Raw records
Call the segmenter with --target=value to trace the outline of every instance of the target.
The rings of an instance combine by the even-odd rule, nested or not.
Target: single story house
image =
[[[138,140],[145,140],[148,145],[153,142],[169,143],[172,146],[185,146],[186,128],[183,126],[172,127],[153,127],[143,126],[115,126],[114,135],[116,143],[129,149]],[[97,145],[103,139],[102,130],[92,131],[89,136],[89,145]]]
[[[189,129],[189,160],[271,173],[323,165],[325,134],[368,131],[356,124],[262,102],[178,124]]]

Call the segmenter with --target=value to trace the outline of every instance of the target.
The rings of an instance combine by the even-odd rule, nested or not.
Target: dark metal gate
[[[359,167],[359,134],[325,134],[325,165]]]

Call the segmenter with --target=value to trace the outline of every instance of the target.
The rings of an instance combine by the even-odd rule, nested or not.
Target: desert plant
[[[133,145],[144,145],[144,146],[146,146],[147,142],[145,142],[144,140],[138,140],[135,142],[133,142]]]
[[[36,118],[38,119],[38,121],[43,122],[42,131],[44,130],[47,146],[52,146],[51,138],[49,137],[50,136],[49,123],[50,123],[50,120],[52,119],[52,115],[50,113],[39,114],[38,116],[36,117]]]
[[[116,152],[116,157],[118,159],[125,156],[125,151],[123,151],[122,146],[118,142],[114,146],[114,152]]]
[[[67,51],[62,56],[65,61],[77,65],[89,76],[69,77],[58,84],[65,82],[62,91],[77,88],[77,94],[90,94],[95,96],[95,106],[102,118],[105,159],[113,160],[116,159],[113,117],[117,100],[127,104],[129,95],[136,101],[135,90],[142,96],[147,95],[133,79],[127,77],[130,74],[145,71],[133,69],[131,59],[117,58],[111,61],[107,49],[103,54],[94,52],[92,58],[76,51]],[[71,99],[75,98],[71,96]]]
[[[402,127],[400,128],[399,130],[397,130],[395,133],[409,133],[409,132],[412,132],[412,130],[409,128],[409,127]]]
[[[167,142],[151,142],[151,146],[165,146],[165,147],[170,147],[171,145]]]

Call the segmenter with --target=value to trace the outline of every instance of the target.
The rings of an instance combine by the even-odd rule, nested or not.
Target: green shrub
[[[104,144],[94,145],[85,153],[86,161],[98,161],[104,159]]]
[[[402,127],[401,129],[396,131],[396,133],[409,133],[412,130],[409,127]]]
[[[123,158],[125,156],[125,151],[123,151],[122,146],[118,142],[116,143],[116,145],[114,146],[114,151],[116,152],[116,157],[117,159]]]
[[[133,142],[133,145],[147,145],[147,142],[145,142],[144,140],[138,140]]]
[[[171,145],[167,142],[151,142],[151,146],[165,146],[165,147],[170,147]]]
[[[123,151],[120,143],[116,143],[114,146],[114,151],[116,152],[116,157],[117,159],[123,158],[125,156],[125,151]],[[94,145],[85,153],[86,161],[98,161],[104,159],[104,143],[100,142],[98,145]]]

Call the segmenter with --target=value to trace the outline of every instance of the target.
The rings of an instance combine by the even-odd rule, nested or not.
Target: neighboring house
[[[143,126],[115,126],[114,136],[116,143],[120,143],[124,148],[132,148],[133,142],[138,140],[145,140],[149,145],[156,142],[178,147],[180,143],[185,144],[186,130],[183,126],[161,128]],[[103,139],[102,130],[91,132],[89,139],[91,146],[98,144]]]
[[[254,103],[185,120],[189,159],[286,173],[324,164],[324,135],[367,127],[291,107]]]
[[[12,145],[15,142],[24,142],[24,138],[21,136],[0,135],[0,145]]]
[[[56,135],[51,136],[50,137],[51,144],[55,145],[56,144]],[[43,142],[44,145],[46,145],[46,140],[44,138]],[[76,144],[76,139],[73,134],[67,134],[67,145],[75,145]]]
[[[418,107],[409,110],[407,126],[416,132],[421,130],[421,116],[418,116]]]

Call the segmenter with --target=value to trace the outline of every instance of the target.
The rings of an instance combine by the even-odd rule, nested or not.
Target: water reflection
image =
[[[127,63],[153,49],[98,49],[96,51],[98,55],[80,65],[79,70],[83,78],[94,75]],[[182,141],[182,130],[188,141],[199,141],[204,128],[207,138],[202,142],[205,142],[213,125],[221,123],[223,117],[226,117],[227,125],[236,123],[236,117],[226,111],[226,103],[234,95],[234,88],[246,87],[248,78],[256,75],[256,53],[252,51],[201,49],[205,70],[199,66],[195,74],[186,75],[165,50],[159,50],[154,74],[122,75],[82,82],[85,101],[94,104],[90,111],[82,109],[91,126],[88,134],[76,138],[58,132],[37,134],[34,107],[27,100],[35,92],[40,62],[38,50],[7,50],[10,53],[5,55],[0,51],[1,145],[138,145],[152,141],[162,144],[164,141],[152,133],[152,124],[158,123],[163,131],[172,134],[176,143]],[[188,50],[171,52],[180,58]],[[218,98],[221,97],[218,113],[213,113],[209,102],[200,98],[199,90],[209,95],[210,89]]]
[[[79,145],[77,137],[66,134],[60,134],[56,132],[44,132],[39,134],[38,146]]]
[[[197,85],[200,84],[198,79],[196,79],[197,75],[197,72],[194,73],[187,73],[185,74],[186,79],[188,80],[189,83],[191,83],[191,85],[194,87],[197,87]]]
...
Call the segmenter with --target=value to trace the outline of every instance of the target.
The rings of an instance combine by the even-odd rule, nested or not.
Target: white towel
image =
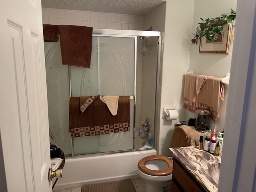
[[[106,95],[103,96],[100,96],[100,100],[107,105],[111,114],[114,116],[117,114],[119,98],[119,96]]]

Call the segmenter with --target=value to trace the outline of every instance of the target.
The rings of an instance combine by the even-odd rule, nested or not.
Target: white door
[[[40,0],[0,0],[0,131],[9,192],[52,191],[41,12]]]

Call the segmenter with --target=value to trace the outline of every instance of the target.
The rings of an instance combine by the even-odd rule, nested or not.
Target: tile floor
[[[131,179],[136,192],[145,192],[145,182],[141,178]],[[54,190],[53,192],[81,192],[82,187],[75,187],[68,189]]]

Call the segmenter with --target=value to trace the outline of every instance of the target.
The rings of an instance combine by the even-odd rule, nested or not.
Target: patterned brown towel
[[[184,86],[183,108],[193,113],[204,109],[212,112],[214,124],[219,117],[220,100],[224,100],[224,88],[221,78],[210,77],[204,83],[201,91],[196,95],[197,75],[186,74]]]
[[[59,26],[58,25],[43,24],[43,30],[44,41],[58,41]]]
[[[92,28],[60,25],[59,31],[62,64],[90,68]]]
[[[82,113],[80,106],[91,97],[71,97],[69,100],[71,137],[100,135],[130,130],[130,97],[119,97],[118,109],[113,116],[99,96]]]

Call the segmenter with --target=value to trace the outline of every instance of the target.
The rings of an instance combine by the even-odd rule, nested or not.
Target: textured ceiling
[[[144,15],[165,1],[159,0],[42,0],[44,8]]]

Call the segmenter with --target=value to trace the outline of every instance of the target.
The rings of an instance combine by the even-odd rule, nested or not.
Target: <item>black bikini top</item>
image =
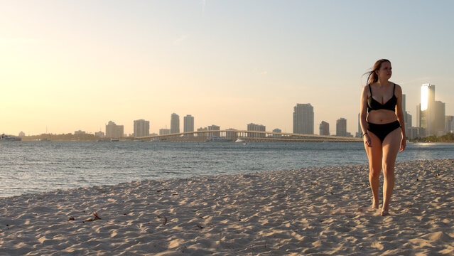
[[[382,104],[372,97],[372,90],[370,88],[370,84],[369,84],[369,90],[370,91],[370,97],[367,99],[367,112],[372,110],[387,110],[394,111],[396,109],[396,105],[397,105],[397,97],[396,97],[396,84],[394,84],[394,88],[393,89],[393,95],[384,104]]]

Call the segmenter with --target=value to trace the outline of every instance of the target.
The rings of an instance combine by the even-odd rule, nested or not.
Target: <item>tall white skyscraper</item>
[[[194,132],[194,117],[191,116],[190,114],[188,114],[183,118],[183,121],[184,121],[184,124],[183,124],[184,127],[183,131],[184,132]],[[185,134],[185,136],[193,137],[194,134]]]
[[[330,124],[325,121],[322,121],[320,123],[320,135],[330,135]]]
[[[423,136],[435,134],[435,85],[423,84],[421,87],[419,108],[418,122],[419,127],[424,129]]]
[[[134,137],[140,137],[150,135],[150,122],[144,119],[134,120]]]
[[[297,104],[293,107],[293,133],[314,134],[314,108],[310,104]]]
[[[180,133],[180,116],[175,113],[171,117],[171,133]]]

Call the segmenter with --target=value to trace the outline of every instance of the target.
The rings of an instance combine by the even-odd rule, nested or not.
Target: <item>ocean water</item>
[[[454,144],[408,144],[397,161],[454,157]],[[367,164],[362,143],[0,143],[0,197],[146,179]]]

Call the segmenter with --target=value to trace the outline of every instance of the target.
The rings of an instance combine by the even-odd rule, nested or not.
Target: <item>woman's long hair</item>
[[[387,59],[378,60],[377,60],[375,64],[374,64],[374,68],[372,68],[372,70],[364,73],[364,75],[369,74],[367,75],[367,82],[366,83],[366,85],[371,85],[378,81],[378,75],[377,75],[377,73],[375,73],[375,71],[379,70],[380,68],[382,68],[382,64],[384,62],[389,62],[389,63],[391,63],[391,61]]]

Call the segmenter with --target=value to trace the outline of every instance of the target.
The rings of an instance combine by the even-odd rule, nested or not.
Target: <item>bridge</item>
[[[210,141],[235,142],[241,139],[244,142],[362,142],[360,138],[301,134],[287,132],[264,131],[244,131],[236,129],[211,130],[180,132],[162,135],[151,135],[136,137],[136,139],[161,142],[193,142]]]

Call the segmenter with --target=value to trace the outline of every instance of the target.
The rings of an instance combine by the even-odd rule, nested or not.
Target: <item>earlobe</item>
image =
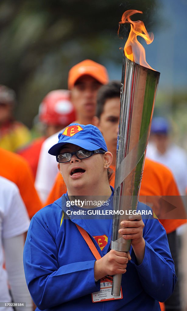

## TO DO
How many of the lines in the raw records contain the word "house"? Case counts; give only the number.

## RESULT FOR THIS TASK
2